§ Problem
For each entry below, copy the text exactly and leave out any picture.
━━━━━━━━
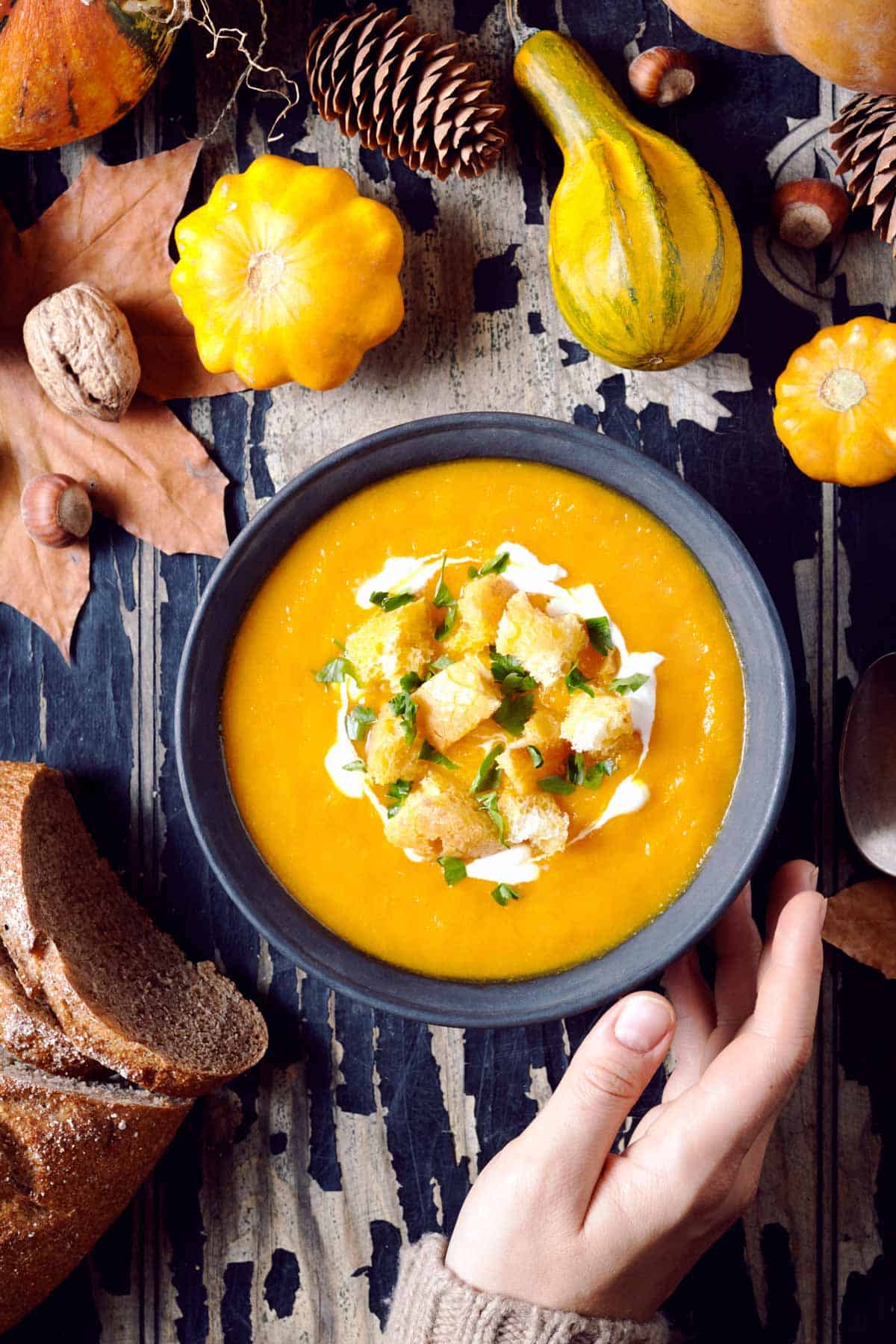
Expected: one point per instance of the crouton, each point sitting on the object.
(597, 724)
(440, 818)
(536, 820)
(388, 644)
(388, 756)
(546, 645)
(454, 700)
(543, 732)
(480, 608)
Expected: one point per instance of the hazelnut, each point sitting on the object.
(810, 211)
(82, 352)
(664, 74)
(55, 510)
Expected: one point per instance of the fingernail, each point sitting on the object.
(642, 1024)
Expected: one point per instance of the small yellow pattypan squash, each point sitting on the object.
(287, 275)
(836, 403)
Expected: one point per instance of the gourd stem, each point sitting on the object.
(574, 100)
(519, 31)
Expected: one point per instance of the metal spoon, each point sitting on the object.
(868, 765)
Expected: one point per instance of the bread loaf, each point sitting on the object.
(121, 989)
(30, 1033)
(72, 1157)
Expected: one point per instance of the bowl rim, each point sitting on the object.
(759, 789)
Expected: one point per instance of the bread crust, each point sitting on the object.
(63, 947)
(30, 1031)
(72, 1157)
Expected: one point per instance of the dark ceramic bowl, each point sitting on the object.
(758, 793)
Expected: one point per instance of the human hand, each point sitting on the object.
(559, 1221)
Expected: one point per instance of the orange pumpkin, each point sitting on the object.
(72, 67)
(836, 403)
(852, 43)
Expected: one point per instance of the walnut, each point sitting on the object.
(82, 352)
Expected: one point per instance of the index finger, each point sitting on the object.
(746, 1086)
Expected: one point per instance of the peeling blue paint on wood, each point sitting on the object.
(282, 1283)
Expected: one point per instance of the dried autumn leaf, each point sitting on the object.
(862, 921)
(148, 472)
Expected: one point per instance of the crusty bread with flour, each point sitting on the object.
(72, 1157)
(121, 989)
(30, 1033)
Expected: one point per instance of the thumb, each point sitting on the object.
(608, 1074)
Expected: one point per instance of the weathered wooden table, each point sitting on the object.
(280, 1211)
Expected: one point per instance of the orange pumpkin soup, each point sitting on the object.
(441, 735)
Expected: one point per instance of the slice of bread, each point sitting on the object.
(119, 987)
(31, 1033)
(72, 1157)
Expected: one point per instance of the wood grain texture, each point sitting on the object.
(280, 1211)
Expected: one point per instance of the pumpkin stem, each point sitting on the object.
(842, 389)
(574, 100)
(519, 31)
(264, 272)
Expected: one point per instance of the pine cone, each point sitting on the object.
(406, 93)
(864, 140)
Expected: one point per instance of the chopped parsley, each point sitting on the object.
(453, 870)
(359, 721)
(576, 680)
(337, 670)
(429, 753)
(514, 712)
(511, 673)
(391, 601)
(626, 685)
(398, 792)
(588, 776)
(578, 776)
(600, 633)
(494, 566)
(504, 895)
(487, 776)
(403, 709)
(448, 604)
(489, 804)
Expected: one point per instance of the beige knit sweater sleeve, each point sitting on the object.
(433, 1307)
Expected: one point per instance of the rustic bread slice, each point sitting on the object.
(72, 1156)
(30, 1031)
(120, 988)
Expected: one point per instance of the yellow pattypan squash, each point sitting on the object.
(836, 403)
(287, 275)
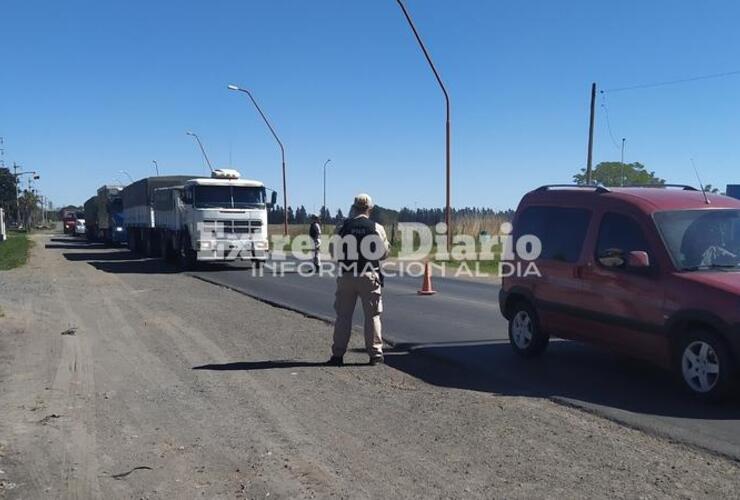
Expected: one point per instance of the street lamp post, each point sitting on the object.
(622, 162)
(448, 209)
(202, 149)
(16, 177)
(127, 175)
(282, 152)
(324, 207)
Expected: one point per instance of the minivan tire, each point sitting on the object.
(705, 366)
(525, 334)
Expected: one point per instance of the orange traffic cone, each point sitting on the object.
(426, 286)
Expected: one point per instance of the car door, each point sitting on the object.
(623, 305)
(557, 290)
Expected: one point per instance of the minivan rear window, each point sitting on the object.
(561, 230)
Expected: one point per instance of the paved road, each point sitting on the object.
(172, 387)
(461, 326)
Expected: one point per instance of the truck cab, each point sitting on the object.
(222, 218)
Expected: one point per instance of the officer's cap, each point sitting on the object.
(363, 202)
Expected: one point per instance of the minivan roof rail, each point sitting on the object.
(599, 188)
(685, 187)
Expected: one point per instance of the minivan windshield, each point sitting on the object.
(229, 197)
(702, 239)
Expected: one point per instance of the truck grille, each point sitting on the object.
(233, 226)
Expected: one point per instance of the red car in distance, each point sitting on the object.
(651, 272)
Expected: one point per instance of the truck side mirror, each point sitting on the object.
(638, 260)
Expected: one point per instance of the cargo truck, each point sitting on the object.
(222, 218)
(109, 216)
(138, 211)
(91, 217)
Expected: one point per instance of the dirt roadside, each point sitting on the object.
(168, 387)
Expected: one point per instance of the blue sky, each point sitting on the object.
(89, 88)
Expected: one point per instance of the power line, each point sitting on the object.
(608, 122)
(674, 82)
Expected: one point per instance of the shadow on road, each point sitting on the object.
(267, 365)
(122, 261)
(568, 371)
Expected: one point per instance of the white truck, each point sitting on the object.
(223, 218)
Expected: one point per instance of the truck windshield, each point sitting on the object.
(229, 197)
(702, 239)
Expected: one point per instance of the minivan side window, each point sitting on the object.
(618, 236)
(562, 231)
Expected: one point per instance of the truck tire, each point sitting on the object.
(131, 240)
(165, 247)
(188, 257)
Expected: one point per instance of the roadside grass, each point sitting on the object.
(14, 251)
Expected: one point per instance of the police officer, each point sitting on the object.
(361, 245)
(314, 232)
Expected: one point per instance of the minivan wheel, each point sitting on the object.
(525, 335)
(706, 366)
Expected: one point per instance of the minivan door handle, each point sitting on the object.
(578, 272)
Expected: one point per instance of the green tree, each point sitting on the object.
(611, 173)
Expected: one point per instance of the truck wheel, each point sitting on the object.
(188, 256)
(164, 250)
(525, 335)
(131, 240)
(705, 366)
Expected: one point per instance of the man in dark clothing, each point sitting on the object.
(314, 232)
(362, 246)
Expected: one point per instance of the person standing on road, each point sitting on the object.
(314, 231)
(361, 246)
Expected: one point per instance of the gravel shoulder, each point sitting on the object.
(168, 387)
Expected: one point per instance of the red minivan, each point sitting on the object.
(652, 272)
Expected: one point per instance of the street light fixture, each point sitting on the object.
(127, 175)
(622, 162)
(202, 149)
(448, 208)
(324, 207)
(282, 151)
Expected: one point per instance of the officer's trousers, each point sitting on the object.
(367, 287)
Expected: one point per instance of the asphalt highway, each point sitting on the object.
(462, 327)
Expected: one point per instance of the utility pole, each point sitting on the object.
(622, 162)
(589, 159)
(202, 149)
(323, 211)
(448, 207)
(17, 201)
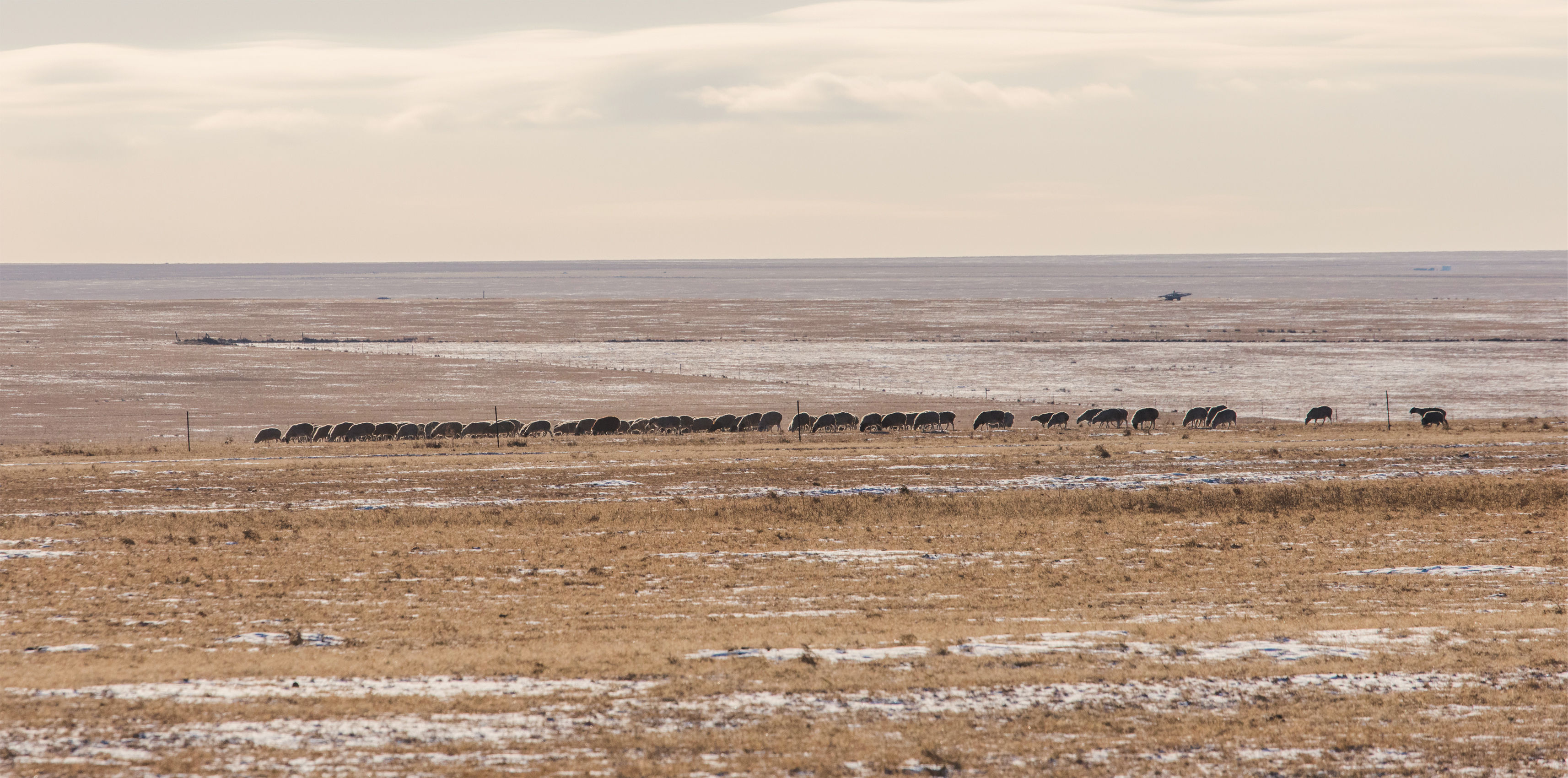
━━━━━━━━
§ Result of this exercise
Expected: one point per instance of the crouton, each point sitting on the object.
(597, 724)
(440, 818)
(536, 820)
(388, 644)
(388, 756)
(546, 645)
(454, 700)
(543, 732)
(480, 608)
Expected: one point per instance of the hazelnut, each point sitting on the object.
(810, 211)
(82, 352)
(664, 74)
(55, 510)
Expected: one point per instance of the fingernail, each point sitting on the object.
(642, 1024)
Expected: one point per instance of the small yellow pattypan squash, each point sitting on the object.
(287, 275)
(836, 403)
Expected: one point per instance of the gourd stem, each point sitting on the object.
(574, 100)
(519, 31)
Expected: one point per instance of the metal spoon, each point sitting on the object.
(868, 765)
Expected: one point per instance of the bread loaf, each point sitting on the object.
(121, 989)
(30, 1033)
(72, 1157)
Expected: one point per instance of the bowl rim, each point sitting on the object.
(759, 789)
Expected: one point per instance of the bread crust, each point sitting on the object.
(63, 947)
(30, 1031)
(72, 1157)
Expected: one point per instance of the dark ceramic bowl, each point sitting on the object.
(758, 793)
Expected: one point per instance of the human hand, each point sitting on the object.
(559, 1221)
Expected: one point per instance of the orange pumpkin, each point sitting on the object.
(72, 67)
(836, 403)
(852, 43)
Expected: one point per instance of the walnut, each point sitting on the object.
(82, 352)
Expected: one point per instance of the index finger, each point sitting on the object.
(746, 1086)
Expected: one point per instance of the peeling blue paint on wood, each point sitting on the object.
(282, 1283)
Expected: one point per instance of the dried autumn leaf, each point sitting on the object.
(862, 921)
(148, 472)
Expected: one point per instance of the crusty bread with flour, each point sitting on the object.
(72, 1157)
(121, 989)
(30, 1033)
Expected: one point per instance of the thumb, each point sitting on the object.
(608, 1074)
Expected: one point per instance of the weathered wooden table, each point sitting on the object.
(280, 1211)
Expected: one point per instance of the orange pumpkin soup, each point sitting on the object.
(441, 735)
Expected: one point per instance of the slice of bread, each point sitting on the object.
(119, 987)
(31, 1033)
(72, 1157)
Expected: one point per instance of the wood grain texture, each point sitting on the object.
(280, 1211)
Expected: one point per instance of the pumpkin stem, each point sitting on the object.
(842, 389)
(574, 100)
(519, 31)
(264, 272)
Expected: one point per instance of the pine cone, each point sitting on the object.
(406, 93)
(864, 140)
Expected: one point per instance of the chopped parsley, each point sitting on the object.
(453, 870)
(359, 721)
(576, 680)
(337, 670)
(429, 753)
(514, 712)
(511, 673)
(391, 601)
(626, 685)
(398, 792)
(588, 776)
(578, 776)
(600, 633)
(494, 566)
(504, 895)
(487, 776)
(403, 709)
(448, 604)
(489, 804)
Expected: one point per instance of the beige knit sweater sleeve, each point sitting on the object.
(433, 1307)
Expected: one point per instance of the rustic bread slice, each point sitting on the object.
(72, 1156)
(30, 1031)
(120, 988)
Expected: one point per instance of the yellow pattypan squash, each point sitting on the object.
(836, 403)
(287, 275)
Expected: one point per instance of the street lamp post, each point sitting on the object.
(622, 162)
(448, 209)
(202, 149)
(16, 177)
(127, 175)
(282, 152)
(324, 207)
Expected: one point per instance of the minivan tire, each point sitting on the object.
(705, 366)
(525, 334)
Expected: one point per instance of the orange traffic cone, each point sitting on the object.
(426, 286)
Expected: one point per instance of the car door, each point sitting on the object.
(623, 305)
(557, 290)
Expected: one point per instance of the minivan rear window, each point sitting on the object.
(561, 230)
Expected: one point per instance of the paved road, each point sitting on the object.
(172, 387)
(461, 326)
Expected: one point per instance of the truck cab, each point sitting on the object.
(222, 218)
Expected: one point per instance of the officer's cap, each point sitting on the object.
(363, 202)
Expected: one point per instance of the minivan roof rail, each point sitting on the object.
(599, 188)
(685, 187)
Expected: one point per instance of the minivan windshield, each point sitting on the object.
(229, 197)
(702, 239)
Expected: one point per instance of the truck grille, each point sitting on the object.
(233, 226)
Expected: one point per instance of the red car in distance, each point sitting on the object.
(651, 272)
Expected: one point per instance of the truck side mirror, each point sitting on the object.
(638, 260)
Expected: one point per instance of the cargo truck, each point sitting on the object.
(222, 218)
(109, 216)
(138, 211)
(91, 217)
Expected: one point per instance of the dirt roadside, each point sitting on the object.
(168, 387)
Expected: one point per instance of the blue sky, each point sitting on the object.
(89, 88)
Expected: one point per instance of the power line, each point sitting on the object.
(608, 122)
(674, 82)
Expected: one point per instance of the shadow on road, each point sitting on the object.
(267, 365)
(122, 261)
(568, 371)
Expected: one point per instance of the white truck, each point sitting on the object.
(223, 218)
Expected: one point per instance of the truck windshield, each point sitting on the object.
(229, 197)
(702, 239)
Expected: one point per instance of the minivan side window, each point sitting on the object.
(618, 236)
(562, 231)
Expected: one point per instance of the truck tire, each point sitting on the object.
(131, 240)
(165, 247)
(188, 257)
Expected: one point per instance of the roadside grass, each point sitting on the object.
(14, 251)
Expected: one point per instance of the police officer, each point sitting on the object.
(361, 245)
(314, 232)
Expected: one point per instance of the minivan wheel, each point sitting on the object.
(525, 335)
(706, 366)
Expected: one point per instance of the minivan door handle, each point sitting on the object.
(578, 272)
Expected: one point per instance of the green tree, each point sitting on the object.
(611, 173)
Expected: one point per instance of the truck wheel, each point sitting on the object.
(188, 256)
(164, 250)
(525, 335)
(131, 240)
(705, 366)
Expected: one point per instance of the man in dark clothing, each point sitting on the object.
(314, 232)
(362, 246)
Expected: one point per instance of the person standing on road, each point sitting on the object.
(314, 231)
(361, 246)
Expected: one point per instance of the gravel shoulder, each point sitting on the object.
(168, 387)
Expected: one point per instance of the red minivan, each point sitting on the object.
(652, 272)
Expected: one point per instance of the street light fixture, each point sitting on the object.
(127, 175)
(622, 162)
(202, 149)
(448, 208)
(324, 207)
(282, 151)
Expected: one point per instance of the officer's trousers, each point sitting on the object.
(367, 287)
Expected: one point per instance of the asphalt highway, each point sitting on the object.
(462, 327)
Expected: one point per instance of the utility pole, each point sitting on the object.
(622, 162)
(589, 159)
(202, 149)
(323, 211)
(448, 207)
(17, 201)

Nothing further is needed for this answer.